### INSTRUCTIONS TO FOLLOW
Report every line in the rows below that contains the word "cloudy", copying each such line in full.

:: DATA

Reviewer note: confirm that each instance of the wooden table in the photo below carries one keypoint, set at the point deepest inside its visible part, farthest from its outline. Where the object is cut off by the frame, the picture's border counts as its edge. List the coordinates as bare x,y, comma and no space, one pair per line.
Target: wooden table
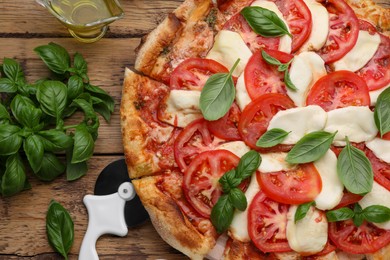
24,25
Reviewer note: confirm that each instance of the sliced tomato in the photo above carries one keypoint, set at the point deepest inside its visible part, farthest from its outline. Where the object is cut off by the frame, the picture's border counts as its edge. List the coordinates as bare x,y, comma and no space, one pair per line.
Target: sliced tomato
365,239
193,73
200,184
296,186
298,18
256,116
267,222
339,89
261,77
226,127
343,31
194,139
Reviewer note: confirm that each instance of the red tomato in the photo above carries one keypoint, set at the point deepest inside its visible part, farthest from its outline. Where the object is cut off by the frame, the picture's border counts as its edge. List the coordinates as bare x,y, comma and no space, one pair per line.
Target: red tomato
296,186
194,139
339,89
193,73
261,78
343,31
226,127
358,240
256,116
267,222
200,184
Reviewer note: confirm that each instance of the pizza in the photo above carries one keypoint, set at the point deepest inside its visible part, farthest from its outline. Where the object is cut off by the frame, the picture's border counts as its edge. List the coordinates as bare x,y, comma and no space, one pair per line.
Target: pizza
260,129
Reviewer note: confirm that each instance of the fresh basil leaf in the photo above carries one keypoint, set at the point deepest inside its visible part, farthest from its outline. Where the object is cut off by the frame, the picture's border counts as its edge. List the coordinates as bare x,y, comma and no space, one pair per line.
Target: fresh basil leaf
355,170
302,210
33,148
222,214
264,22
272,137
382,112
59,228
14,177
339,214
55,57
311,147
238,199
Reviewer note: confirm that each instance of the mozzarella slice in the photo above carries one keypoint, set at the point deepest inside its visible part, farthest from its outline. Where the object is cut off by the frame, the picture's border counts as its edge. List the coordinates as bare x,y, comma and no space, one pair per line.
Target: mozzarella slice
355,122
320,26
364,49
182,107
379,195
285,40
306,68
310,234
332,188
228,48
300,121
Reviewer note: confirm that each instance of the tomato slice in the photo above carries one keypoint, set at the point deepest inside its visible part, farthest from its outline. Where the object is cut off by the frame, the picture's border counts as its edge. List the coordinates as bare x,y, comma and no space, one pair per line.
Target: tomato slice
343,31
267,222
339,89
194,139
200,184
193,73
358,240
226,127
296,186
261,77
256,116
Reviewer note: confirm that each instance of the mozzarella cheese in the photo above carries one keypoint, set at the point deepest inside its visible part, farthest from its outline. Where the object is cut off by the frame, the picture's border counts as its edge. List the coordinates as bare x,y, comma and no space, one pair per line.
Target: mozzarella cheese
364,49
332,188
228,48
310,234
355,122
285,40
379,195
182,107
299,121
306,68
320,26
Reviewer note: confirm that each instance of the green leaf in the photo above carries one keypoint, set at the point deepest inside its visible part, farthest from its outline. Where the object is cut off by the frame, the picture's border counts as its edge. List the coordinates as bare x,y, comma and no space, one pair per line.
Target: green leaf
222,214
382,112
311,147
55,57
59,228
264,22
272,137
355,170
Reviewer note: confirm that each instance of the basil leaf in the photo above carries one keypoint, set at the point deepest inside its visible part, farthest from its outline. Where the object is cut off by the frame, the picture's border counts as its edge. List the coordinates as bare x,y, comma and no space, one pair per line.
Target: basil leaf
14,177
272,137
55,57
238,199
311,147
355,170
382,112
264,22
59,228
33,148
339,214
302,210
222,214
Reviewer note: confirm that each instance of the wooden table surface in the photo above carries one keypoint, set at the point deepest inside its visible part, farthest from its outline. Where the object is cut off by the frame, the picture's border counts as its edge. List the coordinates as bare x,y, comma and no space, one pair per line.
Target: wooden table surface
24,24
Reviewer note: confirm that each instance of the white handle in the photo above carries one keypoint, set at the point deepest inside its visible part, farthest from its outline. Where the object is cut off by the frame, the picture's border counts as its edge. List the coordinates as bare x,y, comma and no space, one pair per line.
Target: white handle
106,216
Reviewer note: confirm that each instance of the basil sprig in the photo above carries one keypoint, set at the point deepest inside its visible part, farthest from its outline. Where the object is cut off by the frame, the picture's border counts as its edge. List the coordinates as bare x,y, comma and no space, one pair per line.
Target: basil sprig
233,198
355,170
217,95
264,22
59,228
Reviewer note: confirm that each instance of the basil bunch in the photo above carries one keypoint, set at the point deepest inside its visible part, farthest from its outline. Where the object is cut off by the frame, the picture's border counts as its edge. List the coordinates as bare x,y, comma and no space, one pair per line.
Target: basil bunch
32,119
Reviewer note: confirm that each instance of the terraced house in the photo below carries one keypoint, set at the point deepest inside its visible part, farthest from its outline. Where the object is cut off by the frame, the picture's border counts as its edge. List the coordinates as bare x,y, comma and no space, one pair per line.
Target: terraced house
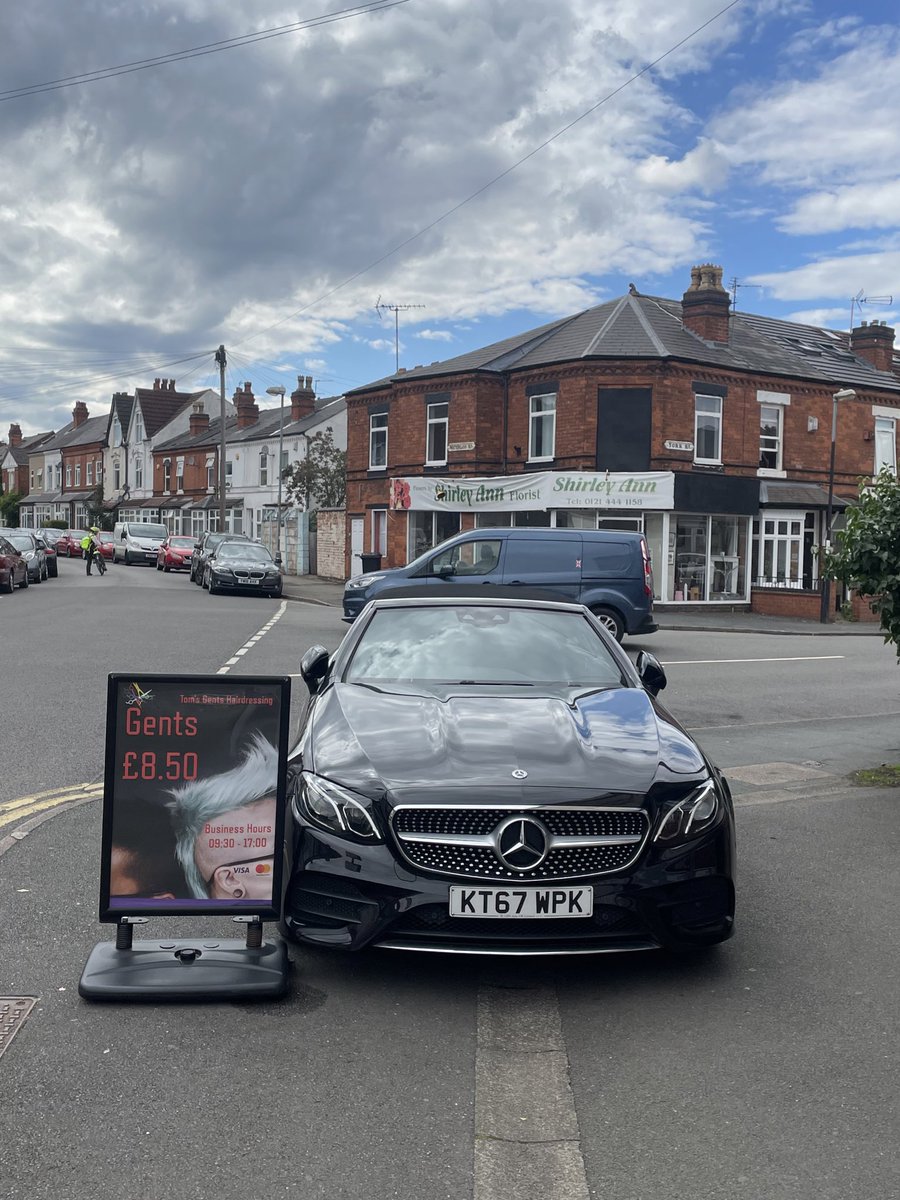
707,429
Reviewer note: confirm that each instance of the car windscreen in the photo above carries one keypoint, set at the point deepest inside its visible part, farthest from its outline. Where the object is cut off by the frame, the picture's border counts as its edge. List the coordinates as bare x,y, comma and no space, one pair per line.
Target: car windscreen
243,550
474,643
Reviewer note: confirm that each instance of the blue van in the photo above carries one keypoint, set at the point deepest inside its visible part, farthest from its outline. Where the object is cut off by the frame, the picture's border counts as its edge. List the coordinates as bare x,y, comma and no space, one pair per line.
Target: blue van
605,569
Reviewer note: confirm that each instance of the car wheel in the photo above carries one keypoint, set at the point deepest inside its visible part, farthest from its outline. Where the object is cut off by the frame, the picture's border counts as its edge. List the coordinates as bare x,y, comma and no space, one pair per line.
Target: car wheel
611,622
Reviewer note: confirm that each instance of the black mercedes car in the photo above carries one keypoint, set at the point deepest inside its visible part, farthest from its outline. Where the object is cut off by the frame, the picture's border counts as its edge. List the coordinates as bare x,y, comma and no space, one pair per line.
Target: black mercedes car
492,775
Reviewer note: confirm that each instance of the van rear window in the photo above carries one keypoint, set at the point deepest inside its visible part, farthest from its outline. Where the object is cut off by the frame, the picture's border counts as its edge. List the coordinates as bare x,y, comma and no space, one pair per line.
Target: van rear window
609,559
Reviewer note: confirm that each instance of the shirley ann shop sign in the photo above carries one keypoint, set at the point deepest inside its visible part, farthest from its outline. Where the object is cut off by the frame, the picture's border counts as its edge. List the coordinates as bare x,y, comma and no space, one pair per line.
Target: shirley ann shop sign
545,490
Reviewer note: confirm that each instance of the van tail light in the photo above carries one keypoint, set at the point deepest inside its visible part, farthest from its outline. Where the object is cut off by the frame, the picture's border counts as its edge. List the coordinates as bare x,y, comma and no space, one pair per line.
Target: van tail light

::::
:: DATA

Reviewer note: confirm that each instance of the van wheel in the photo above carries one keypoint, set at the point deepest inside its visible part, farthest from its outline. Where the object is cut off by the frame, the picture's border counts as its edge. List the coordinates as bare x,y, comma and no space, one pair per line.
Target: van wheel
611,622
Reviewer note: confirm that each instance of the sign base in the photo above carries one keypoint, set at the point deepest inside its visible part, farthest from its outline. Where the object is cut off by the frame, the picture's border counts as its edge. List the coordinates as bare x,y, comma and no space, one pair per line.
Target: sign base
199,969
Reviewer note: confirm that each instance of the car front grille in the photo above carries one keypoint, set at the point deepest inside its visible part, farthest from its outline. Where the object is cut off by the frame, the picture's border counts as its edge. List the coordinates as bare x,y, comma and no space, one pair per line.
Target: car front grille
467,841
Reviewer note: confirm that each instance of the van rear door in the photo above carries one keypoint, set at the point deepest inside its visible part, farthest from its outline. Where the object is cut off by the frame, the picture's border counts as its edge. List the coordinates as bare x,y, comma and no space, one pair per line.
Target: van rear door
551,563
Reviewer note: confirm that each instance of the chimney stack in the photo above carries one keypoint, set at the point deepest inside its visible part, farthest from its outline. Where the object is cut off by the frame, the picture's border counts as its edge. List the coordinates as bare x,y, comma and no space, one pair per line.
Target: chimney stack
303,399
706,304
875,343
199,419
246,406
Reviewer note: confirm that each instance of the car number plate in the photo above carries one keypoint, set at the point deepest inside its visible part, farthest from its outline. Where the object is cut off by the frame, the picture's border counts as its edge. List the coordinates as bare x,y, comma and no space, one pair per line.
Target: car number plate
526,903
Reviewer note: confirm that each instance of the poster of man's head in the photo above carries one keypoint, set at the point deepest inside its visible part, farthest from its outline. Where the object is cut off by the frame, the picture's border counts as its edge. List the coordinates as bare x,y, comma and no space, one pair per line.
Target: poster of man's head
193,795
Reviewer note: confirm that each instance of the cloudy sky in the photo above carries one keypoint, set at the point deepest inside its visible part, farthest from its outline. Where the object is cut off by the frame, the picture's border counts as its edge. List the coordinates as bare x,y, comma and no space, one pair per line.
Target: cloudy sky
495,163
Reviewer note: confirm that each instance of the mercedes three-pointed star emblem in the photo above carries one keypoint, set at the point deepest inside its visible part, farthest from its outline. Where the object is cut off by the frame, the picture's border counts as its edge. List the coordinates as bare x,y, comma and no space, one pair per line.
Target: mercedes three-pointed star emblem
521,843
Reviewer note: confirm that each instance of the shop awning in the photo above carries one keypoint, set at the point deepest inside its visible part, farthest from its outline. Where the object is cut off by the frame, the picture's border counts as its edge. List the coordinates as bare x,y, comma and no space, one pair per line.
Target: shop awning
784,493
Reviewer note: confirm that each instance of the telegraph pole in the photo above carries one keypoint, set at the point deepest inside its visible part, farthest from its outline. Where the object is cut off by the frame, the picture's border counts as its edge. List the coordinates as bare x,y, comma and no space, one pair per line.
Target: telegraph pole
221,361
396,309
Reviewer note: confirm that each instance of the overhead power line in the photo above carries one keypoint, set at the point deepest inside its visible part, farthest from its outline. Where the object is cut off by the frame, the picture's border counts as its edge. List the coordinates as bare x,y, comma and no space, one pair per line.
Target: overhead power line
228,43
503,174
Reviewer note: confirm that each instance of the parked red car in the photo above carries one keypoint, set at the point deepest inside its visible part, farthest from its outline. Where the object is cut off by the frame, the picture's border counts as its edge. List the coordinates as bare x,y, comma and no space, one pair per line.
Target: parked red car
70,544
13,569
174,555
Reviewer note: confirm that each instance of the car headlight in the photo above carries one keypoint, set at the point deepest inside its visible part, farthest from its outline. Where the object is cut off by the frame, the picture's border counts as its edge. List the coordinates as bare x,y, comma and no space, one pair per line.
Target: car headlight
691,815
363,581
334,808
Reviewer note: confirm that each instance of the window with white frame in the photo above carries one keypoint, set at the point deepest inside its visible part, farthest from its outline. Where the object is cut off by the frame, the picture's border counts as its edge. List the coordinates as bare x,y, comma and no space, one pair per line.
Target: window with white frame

::::

### RESPONSE TO THIS EXERCISE
Reviewer note: confirm that each instance of the cloudy sky in the photo above carries one keypoint, set at the point deepest inside its visible part, farthest from its outline. Where the object is cut off by the frame, the picture's border counts as its edge. List the coordinates as bare x,y, comma and no space, one pair per line.
Target: cloudy sky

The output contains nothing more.